== Segment start ==

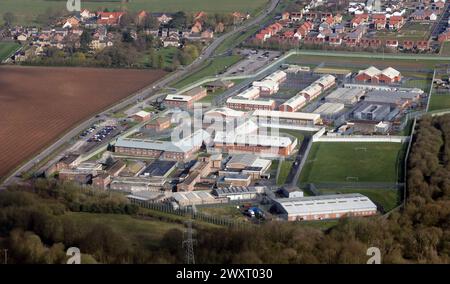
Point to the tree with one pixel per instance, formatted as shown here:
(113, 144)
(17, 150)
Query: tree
(9, 18)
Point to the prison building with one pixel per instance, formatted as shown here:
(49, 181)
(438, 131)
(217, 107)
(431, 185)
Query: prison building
(222, 113)
(326, 82)
(184, 199)
(137, 184)
(372, 111)
(374, 75)
(267, 87)
(287, 118)
(325, 207)
(311, 92)
(348, 97)
(277, 77)
(250, 93)
(273, 146)
(247, 105)
(329, 110)
(186, 99)
(293, 104)
(168, 150)
(233, 193)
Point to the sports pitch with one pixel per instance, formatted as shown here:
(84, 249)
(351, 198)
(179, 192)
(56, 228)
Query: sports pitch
(352, 162)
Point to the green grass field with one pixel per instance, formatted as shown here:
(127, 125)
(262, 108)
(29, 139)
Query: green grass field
(363, 62)
(284, 172)
(356, 162)
(137, 231)
(445, 48)
(7, 48)
(211, 68)
(27, 10)
(439, 102)
(388, 198)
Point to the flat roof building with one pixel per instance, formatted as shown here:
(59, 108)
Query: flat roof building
(325, 207)
(287, 118)
(345, 96)
(168, 150)
(329, 109)
(372, 111)
(293, 104)
(246, 105)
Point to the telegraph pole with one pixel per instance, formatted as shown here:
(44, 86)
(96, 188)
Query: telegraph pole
(188, 244)
(6, 256)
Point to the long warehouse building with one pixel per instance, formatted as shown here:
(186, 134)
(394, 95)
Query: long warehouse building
(325, 207)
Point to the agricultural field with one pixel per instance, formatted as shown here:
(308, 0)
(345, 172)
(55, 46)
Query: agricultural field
(439, 102)
(35, 114)
(410, 31)
(6, 49)
(144, 233)
(27, 10)
(352, 162)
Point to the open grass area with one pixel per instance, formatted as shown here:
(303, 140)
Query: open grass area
(352, 162)
(7, 48)
(445, 48)
(284, 172)
(137, 231)
(167, 53)
(439, 102)
(363, 60)
(27, 10)
(211, 68)
(387, 198)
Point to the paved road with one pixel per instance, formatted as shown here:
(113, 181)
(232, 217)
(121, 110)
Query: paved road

== Segment end ==

Your task →
In the records above, count the lines that contain the word "instance" and state only that count.

Task answer →
10